** begin Dataset rows **

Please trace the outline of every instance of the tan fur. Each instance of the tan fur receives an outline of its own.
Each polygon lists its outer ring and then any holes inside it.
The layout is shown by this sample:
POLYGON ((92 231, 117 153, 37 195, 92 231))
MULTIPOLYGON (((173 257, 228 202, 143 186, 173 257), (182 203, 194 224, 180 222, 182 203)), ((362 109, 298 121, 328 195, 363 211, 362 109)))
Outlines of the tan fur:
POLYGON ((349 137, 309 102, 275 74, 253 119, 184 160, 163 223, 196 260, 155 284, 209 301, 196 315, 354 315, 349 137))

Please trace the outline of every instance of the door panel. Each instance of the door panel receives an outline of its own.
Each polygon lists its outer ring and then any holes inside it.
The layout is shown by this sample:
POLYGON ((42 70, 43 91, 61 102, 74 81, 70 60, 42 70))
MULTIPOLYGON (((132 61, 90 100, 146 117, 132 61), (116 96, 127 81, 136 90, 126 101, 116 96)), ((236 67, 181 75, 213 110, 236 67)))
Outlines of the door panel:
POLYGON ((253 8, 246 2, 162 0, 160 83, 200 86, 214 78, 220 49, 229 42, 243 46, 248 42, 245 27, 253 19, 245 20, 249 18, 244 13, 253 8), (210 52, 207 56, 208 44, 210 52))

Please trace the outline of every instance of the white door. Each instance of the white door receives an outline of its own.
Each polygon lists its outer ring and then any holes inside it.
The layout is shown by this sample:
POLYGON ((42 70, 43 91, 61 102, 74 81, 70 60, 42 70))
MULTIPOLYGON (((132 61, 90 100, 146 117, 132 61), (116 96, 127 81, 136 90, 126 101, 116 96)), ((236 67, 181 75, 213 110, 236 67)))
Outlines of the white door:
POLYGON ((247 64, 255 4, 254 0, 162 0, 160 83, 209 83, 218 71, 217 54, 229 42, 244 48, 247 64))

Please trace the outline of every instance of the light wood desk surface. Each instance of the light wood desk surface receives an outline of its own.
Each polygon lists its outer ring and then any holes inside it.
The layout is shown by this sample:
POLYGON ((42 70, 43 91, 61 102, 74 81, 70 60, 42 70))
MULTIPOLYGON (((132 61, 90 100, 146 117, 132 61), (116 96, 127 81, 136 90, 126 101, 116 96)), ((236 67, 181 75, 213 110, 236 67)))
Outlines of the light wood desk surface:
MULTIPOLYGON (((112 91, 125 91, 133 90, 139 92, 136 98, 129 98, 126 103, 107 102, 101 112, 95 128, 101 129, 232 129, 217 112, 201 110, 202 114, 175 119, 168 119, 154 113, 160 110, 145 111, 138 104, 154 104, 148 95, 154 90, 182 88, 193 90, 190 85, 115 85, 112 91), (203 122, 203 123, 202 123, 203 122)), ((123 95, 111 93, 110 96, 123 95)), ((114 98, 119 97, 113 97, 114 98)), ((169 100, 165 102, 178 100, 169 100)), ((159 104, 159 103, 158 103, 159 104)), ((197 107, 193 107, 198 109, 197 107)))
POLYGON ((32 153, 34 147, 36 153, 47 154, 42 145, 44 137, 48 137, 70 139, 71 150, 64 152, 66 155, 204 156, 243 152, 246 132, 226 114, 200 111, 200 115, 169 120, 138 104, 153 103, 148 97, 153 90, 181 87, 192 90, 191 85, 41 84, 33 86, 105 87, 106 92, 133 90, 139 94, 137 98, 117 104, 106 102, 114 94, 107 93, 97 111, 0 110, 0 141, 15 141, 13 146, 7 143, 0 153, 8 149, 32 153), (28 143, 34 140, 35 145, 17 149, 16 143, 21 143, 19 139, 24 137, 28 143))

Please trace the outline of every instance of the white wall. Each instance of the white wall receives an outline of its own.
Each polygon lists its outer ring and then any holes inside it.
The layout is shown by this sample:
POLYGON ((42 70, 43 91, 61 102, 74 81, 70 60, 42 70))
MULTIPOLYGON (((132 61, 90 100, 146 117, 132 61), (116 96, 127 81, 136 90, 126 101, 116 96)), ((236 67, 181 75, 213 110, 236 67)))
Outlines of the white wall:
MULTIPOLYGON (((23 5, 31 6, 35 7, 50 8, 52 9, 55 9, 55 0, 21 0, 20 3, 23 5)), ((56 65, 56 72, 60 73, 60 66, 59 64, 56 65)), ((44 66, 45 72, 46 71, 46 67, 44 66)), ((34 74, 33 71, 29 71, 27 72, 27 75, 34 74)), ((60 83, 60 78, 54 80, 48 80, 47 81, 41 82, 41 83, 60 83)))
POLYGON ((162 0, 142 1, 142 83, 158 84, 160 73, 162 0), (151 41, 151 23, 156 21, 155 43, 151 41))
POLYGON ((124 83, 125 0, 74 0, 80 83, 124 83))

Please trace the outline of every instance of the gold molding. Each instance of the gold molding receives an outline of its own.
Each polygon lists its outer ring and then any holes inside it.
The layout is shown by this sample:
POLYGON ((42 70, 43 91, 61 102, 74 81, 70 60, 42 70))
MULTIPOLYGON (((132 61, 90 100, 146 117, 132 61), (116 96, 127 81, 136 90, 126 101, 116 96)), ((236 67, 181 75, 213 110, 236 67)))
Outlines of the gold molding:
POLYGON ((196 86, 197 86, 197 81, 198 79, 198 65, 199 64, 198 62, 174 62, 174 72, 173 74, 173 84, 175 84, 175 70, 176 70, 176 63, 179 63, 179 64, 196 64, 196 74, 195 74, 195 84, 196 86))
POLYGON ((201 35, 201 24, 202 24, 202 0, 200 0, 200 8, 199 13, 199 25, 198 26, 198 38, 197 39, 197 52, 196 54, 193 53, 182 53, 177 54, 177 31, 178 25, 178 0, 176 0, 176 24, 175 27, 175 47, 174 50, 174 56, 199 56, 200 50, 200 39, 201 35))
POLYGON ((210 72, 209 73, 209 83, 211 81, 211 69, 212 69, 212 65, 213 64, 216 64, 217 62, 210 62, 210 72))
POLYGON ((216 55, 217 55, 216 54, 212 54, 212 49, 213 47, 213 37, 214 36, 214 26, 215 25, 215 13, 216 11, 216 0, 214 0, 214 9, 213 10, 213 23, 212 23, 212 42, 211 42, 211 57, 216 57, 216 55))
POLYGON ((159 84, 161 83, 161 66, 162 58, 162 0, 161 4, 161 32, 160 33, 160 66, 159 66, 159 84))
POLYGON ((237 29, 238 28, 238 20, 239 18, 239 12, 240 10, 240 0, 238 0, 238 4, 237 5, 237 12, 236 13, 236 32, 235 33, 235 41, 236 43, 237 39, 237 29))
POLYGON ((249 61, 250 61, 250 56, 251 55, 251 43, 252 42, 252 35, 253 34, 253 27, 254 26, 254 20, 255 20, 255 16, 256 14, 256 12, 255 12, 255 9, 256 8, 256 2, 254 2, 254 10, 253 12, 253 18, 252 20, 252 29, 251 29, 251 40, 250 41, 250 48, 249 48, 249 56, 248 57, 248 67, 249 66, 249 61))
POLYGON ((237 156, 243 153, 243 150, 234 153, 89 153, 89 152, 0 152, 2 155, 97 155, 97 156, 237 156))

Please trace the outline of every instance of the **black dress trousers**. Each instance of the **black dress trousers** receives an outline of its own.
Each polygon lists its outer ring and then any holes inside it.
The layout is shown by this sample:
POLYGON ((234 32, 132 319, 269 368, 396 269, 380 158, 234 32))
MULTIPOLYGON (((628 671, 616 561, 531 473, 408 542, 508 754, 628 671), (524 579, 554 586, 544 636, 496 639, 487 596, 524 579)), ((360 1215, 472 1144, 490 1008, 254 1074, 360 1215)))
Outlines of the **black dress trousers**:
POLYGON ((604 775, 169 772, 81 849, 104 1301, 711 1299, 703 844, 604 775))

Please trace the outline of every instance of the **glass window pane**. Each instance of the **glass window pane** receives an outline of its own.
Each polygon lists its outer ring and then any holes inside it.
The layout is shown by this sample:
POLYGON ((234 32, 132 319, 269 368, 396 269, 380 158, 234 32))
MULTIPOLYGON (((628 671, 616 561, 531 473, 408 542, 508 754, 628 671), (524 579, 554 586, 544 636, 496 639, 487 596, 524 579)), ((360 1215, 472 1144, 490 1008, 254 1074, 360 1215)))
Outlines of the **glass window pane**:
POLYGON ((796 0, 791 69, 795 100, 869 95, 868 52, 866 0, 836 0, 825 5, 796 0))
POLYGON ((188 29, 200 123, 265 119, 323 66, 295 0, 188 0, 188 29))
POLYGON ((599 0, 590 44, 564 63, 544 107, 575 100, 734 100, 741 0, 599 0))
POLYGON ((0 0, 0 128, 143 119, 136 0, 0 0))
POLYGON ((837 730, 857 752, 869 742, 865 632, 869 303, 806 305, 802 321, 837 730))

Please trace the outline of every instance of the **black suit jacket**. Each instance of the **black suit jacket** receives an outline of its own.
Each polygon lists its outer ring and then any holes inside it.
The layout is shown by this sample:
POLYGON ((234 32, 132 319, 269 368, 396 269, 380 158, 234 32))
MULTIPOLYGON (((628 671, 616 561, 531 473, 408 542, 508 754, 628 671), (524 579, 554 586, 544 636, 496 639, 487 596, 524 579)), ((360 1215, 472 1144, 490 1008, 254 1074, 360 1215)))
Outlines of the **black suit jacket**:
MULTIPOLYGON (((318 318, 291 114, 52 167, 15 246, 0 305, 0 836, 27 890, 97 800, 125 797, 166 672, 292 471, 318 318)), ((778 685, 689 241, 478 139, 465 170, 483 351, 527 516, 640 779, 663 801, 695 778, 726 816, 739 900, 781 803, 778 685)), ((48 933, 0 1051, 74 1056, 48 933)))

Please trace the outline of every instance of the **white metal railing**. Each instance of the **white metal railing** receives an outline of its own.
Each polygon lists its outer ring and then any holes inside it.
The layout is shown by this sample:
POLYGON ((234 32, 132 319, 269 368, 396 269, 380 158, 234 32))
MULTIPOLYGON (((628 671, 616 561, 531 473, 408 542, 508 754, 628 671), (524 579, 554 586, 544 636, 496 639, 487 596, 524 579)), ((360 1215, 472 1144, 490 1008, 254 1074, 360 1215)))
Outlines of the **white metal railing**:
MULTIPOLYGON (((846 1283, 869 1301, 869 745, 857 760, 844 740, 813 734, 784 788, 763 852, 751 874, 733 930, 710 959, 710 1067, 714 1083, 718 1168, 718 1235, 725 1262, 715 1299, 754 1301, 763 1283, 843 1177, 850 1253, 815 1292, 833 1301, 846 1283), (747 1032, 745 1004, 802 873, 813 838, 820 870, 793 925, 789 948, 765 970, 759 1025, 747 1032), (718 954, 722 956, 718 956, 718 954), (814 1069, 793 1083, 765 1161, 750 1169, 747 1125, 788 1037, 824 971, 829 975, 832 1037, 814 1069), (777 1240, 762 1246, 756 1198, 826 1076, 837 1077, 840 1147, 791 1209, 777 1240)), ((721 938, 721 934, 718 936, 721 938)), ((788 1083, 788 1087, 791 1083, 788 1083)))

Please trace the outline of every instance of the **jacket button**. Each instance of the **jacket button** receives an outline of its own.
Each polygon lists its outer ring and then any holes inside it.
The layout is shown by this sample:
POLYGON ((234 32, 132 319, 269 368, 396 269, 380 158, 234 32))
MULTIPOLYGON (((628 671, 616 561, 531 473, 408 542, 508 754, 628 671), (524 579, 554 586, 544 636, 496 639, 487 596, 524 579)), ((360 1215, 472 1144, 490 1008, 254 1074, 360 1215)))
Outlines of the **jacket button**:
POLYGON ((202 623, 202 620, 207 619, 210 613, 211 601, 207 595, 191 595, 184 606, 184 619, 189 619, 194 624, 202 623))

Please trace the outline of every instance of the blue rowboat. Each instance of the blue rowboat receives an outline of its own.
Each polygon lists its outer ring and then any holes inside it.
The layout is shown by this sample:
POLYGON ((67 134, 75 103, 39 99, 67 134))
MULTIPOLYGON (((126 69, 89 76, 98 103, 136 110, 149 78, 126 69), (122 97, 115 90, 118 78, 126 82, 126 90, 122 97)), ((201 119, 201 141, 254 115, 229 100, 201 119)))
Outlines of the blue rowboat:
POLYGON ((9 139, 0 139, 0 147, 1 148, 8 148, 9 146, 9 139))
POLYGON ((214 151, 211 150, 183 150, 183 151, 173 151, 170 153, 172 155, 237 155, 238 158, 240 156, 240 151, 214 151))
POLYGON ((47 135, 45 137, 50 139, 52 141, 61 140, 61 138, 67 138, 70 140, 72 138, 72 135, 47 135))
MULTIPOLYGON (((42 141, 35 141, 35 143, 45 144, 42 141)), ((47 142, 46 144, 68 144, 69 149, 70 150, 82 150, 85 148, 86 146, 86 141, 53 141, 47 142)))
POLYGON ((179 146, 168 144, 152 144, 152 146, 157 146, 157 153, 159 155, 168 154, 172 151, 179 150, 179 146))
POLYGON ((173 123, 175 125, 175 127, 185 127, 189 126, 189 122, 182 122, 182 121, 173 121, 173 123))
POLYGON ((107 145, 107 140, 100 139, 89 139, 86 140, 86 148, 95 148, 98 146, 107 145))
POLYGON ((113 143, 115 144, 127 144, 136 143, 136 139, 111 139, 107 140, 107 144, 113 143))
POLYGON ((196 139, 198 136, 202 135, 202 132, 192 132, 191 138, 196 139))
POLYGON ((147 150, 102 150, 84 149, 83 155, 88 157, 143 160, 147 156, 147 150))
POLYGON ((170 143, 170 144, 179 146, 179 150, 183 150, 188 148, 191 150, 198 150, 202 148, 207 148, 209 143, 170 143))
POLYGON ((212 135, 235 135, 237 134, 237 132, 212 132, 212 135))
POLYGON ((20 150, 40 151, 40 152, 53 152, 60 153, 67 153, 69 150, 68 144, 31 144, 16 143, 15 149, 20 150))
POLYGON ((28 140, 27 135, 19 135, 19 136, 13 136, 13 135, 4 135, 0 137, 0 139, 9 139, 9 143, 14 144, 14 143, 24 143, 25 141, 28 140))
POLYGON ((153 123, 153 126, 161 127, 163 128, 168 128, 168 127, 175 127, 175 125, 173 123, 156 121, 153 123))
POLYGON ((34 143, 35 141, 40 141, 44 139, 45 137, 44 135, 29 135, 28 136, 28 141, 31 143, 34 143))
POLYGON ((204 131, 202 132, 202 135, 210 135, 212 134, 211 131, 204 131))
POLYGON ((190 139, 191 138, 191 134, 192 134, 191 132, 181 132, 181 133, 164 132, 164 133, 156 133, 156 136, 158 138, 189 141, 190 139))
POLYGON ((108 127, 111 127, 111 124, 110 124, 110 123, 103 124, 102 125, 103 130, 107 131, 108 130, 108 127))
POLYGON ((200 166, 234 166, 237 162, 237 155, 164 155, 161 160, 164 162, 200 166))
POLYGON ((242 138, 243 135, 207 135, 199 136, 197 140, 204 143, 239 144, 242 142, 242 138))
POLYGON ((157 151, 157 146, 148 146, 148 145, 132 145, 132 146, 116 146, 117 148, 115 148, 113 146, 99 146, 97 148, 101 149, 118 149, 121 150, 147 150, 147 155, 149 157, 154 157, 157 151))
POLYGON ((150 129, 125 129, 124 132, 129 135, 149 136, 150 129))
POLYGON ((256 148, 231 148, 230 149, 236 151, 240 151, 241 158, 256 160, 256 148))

** end Dataset rows **

- Your goal
Could you copy, unchanged, the lines of the records above from the line with "Please trace the outline of every instance of the **black dress" up to and including the line with "POLYGON ((604 775, 169"?

- Completed task
Please trace the outline of every instance of the **black dress trousers**. Each instance of the **black dress trousers** receives an outline of its own.
Each polygon lists its outer ring and then any holes inside it.
The layout is shown by this sample:
POLYGON ((234 32, 132 319, 269 368, 396 269, 380 158, 234 32))
MULTIPOLYGON (((628 671, 616 561, 531 473, 408 542, 508 754, 628 671), (524 579, 554 586, 544 636, 496 639, 487 596, 524 579)), ((360 1215, 472 1144, 490 1008, 254 1074, 360 1215)))
Outlines of the **black dress trousers**:
POLYGON ((604 775, 169 772, 81 849, 104 1301, 711 1299, 703 844, 604 775))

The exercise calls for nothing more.